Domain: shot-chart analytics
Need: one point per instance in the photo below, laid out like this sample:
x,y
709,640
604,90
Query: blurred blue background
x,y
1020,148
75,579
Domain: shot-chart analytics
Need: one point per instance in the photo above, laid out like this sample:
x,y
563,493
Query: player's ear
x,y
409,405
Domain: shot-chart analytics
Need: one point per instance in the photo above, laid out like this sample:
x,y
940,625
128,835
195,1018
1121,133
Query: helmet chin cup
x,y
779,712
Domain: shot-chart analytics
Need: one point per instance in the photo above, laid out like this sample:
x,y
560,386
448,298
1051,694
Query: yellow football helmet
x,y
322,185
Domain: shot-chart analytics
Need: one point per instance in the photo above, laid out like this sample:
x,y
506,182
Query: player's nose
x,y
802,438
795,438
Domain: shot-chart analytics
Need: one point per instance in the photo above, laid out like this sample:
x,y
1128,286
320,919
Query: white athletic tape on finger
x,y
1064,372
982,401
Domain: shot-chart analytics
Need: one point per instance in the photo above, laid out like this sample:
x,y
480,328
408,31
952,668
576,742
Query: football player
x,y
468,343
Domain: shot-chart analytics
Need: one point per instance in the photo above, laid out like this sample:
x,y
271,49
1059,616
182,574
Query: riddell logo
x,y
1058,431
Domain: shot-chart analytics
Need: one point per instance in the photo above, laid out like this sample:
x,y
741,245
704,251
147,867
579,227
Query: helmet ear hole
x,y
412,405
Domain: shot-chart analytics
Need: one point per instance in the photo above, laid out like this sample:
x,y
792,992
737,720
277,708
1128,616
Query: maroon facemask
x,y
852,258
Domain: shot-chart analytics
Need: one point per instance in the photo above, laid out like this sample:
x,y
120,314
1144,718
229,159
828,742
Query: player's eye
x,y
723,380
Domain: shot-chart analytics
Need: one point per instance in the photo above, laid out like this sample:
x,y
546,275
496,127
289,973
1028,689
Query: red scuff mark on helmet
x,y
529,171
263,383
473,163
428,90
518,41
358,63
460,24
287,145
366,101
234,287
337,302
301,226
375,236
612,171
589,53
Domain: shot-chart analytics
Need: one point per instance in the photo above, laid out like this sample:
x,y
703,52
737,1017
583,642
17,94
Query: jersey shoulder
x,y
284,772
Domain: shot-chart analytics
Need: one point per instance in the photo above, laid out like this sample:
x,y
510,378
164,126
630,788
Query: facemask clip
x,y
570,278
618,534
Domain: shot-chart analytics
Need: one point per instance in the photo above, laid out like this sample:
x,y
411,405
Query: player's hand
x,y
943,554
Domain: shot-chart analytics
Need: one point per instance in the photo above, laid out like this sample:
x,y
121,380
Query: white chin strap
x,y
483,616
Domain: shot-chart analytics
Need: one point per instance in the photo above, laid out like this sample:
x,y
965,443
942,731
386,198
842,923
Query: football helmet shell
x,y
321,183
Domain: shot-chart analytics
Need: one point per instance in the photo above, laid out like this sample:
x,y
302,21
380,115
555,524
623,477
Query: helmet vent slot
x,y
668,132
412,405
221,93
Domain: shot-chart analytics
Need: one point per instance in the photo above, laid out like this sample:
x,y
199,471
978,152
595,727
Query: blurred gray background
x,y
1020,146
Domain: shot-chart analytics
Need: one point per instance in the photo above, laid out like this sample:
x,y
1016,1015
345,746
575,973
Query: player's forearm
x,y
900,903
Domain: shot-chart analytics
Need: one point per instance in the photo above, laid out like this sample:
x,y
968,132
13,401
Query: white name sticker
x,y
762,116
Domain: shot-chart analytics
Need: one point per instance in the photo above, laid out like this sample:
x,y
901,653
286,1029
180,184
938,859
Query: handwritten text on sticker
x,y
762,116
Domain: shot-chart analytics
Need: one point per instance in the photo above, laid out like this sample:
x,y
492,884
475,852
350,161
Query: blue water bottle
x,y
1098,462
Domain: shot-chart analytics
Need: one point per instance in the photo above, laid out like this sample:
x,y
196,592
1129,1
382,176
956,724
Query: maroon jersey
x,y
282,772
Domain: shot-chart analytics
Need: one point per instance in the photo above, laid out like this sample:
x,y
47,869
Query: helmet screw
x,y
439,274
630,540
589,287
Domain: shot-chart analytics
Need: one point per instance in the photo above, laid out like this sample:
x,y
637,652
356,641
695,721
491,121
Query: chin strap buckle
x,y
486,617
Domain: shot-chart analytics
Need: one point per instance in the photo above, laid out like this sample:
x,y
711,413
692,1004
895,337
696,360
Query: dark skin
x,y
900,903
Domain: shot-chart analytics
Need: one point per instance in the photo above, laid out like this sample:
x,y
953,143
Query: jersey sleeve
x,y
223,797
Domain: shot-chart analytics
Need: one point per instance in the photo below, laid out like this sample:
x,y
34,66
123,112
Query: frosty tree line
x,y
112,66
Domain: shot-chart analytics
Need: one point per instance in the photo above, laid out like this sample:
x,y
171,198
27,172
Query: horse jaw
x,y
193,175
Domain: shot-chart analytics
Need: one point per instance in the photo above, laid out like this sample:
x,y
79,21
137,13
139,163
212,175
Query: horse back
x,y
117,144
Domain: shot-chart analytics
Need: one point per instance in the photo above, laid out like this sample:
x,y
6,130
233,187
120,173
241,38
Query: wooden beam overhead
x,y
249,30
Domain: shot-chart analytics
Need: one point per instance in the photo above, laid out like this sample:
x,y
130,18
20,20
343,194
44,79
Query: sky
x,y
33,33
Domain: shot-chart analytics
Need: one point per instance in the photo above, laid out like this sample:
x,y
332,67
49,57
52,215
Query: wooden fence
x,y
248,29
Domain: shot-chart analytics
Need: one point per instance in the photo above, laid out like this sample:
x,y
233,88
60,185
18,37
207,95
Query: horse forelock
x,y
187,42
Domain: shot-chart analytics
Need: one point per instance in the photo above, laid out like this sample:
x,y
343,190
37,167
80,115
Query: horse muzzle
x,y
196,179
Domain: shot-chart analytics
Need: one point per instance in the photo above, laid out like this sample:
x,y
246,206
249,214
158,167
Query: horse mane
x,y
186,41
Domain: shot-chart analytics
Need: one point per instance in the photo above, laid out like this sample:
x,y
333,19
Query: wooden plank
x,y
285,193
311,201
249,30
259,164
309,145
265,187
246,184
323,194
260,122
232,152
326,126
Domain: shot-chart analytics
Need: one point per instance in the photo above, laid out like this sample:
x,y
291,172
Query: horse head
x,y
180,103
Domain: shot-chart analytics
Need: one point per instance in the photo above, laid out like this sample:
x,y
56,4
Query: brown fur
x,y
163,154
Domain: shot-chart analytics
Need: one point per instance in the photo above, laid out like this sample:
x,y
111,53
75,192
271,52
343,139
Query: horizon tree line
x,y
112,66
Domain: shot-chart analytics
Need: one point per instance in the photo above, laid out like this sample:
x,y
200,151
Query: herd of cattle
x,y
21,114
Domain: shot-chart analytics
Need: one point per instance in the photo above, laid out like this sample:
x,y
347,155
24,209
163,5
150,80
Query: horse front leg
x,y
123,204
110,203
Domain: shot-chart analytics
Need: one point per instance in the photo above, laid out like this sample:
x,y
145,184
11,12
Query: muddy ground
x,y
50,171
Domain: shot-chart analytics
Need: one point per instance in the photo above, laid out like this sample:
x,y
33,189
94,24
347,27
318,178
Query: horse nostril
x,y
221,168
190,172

◇ ◇ ◇

WORK REQUEST - With nothing left out, copy every record exactly.

WRITTEN ANSWER -
Domain: shot-chart analytics
Need: one point per instance in the photo below, laid out like this sample:
x,y
709,640
604,90
Query: blurred blue background
x,y
1020,148
75,579
Domain: shot-chart analytics
Need: one point per instance in the photo above, laid out like this sample:
x,y
563,493
Query: player's ear
x,y
409,405
Domain: shot-chart analytics
Need: one point per instance in the photo above, laid out like this sample:
x,y
940,625
128,835
195,1018
1121,133
Query: helmet chin cup
x,y
779,712
Domain: shot-chart analytics
Need: one point per instance in the photo above, laid out like this sample:
x,y
560,386
448,298
1051,694
Query: yellow football helmet
x,y
322,185
Domain: shot-chart analytics
Need: one point per instance in the photo above, laid out like this sample:
x,y
506,182
Query: player's nose
x,y
802,438
795,438
Domain: shot-chart analytics
Need: one point per instance in the photo above, laid out like this sample:
x,y
1128,286
320,919
Query: white athletic tape on finger
x,y
1064,372
982,401
Domain: shot-chart analytics
Need: one point per instance in the photo above, laid out like this sample:
x,y
480,328
408,31
952,668
576,742
Query: football player
x,y
468,343
Domain: shot-chart analytics
Need: one point per instance in the photo above, laid out like this sample:
x,y
271,49
1059,616
182,574
Query: riddell logo
x,y
1058,431
Domain: shot-chart analytics
Need: one point per instance in the photo above, laid out like this sample:
x,y
741,245
704,251
147,867
579,227
Query: helmet ear hole
x,y
412,405
Domain: shot-chart analytics
Need: one point per instance in the photo above, laid out like this sample:
x,y
792,992
737,720
277,708
1128,616
Query: maroon facemask
x,y
852,258
Domain: shot-chart analytics
Need: one point per instance in the photo above, laid out like this sample:
x,y
120,314
1144,718
229,159
828,742
Query: player's eye
x,y
723,380
Domain: shot-chart analytics
Need: one point per instance in the photo above, laid out like this sample:
x,y
546,275
496,127
289,973
1028,689
Query: red scuff mark on helmet
x,y
529,171
263,383
473,163
428,90
518,41
358,63
460,24
287,145
366,101
234,287
337,302
301,226
375,236
612,171
589,53
Domain: shot-chart analytics
Need: one point per instance in the photo above, laid out like this sample:
x,y
703,52
737,1017
583,642
17,94
Query: jersey shoulder
x,y
284,772
Domain: shot-chart analytics
Need: one point per instance in the photo above, laid out like this sample:
x,y
510,378
164,126
630,788
Query: facemask clip
x,y
570,278
618,534
Domain: shot-chart analytics
Need: one point per instance in the photo above, laid out like this sample:
x,y
411,405
Query: player's hand
x,y
943,554
Domain: shot-chart analytics
Need: one point per instance in the photo above, laid out like this sample:
x,y
121,380
Query: white chin strap
x,y
483,616
Domain: shot-chart analytics
Need: one point per instance in the photo above, laid out like this sample:
x,y
965,443
942,731
386,198
842,923
Query: football helmet shell
x,y
321,183
Domain: shot-chart analytics
Need: one point per instance in the photo above, laid out like this sample:
x,y
302,21
380,115
555,524
623,477
Query: helmet vent slot
x,y
668,132
412,405
221,93
Domain: shot-chart analytics
Need: one point per instance in the photo above, laid out like this sample:
x,y
199,471
978,152
595,727
Query: blurred gray background
x,y
1020,146
Domain: shot-chart analytics
Need: one point per instance in the photo above, laid out like this sample:
x,y
1016,1015
345,746
575,973
Query: player's forearm
x,y
900,903
Domain: shot-chart analytics
Need: one point per instance in the photo above, laid out like this sample:
x,y
968,132
13,401
Query: white name sticker
x,y
762,116
Domain: shot-chart analytics
Need: one point per instance in the photo above, laid out like this sample:
x,y
901,653
286,1029
180,184
938,859
Query: handwritten text on sticker
x,y
762,116
Domain: shot-chart analytics
Need: one point per instance in the photo above, laid out like this sample:
x,y
492,884
475,852
350,161
Query: blue water bottle
x,y
1098,462
Domain: shot-chart analytics
Need: one point per instance in the photo above, laid out like this sample:
x,y
196,592
1129,1
382,176
956,724
Query: maroon jersey
x,y
282,772
Domain: shot-chart analytics
Need: one point per instance in the photo above, laid out like this sample:
x,y
47,869
Query: helmet screw
x,y
439,274
630,540
589,287
Domain: shot-chart analytics
Need: one point per instance in the photo above, laid out like this sample:
x,y
637,652
356,641
695,721
491,121
Query: chin strap buckle
x,y
486,617
Domain: shot-chart analytics
Need: one point per instance in the photo above, laid out like this sample:
x,y
711,413
692,1004
895,337
696,360
Query: dark skin
x,y
900,903
Domain: shot-chart analytics
Need: one point per instance in the photo above, laid out like this sample:
x,y
953,143
Query: jersey sleeve
x,y
223,797
Domain: shot-chart analytics
Need: one point per instance in the photo below, laid out like this sample:
x,y
34,66
123,112
Query: frosty tree line
x,y
112,66
Domain: shot-chart analytics
Need: one point per instance in the photo above, laid out like this sample:
x,y
171,198
27,172
Query: horse jaw
x,y
193,175
Domain: shot-chart analytics
Need: one point per instance in the photo above, laid out like this sample:
x,y
79,21
137,13
139,163
212,175
Query: horse back
x,y
117,144
Domain: shot-chart analytics
Need: one point per instance in the photo above, laid out like this sample:
x,y
6,130
233,187
120,173
241,38
Query: wooden beam overhead
x,y
249,30
Domain: shot-chart analytics
Need: one point per instance in the photo above, laid out like this sample:
x,y
130,18
20,20
343,194
44,79
Query: sky
x,y
33,33
Domain: shot-chart analytics
Need: one point per instance in the photo above, laid out like this sample:
x,y
332,67
49,57
52,215
Query: wooden fence
x,y
248,29
Domain: shot-chart analytics
Need: one point per instance in the photo above, laid out like this sample:
x,y
233,88
60,185
18,37
207,95
Query: horse forelock
x,y
187,42
Domain: shot-chart analytics
Need: one point per instance in the photo above, laid out like this sample:
x,y
343,190
37,167
80,115
Query: horse muzzle
x,y
196,179
Domain: shot-chart analytics
Need: one point per instance in the photo above, laid out like this sample:
x,y
246,206
249,214
158,167
Query: horse mane
x,y
186,41
Domain: shot-chart analytics
Need: one point per instance in the photo above, laid out like this sample:
x,y
333,19
Query: wooden plank
x,y
285,193
311,201
249,30
259,164
309,145
265,187
246,184
323,194
260,122
232,152
326,126
Domain: shot-chart analytics
Need: one point per instance in the photo above, laid out like this sample:
x,y
291,172
Query: horse head
x,y
180,103
Domain: shot-chart analytics
Need: one point per instance in the photo above, laid out like this sample:
x,y
56,4
Query: brown fur
x,y
163,154
Domain: shot-chart analytics
Need: one point per instance in the photo above, laid out like this sample:
x,y
111,53
75,192
271,52
343,139
Query: horizon tree line
x,y
112,66
Domain: shot-chart analytics
Need: one point per instance in the photo above, laid out like this sample:
x,y
200,151
Query: herd of cattle
x,y
21,114
Domain: shot-chart analytics
Need: one point per instance in the photo above, laid out like this sample:
x,y
347,155
24,209
163,5
150,80
Query: horse front leg
x,y
123,204
110,203
Domain: shot-chart analytics
Need: one point per instance in the photo above, laid out like this sample:
x,y
145,184
11,12
Query: muddy ground
x,y
50,171
Domain: shot-chart analytics
Need: one point per instance in the photo above, laid out like this sample:
x,y
33,189
94,24
347,27
318,178
Query: horse nostril
x,y
221,168
190,172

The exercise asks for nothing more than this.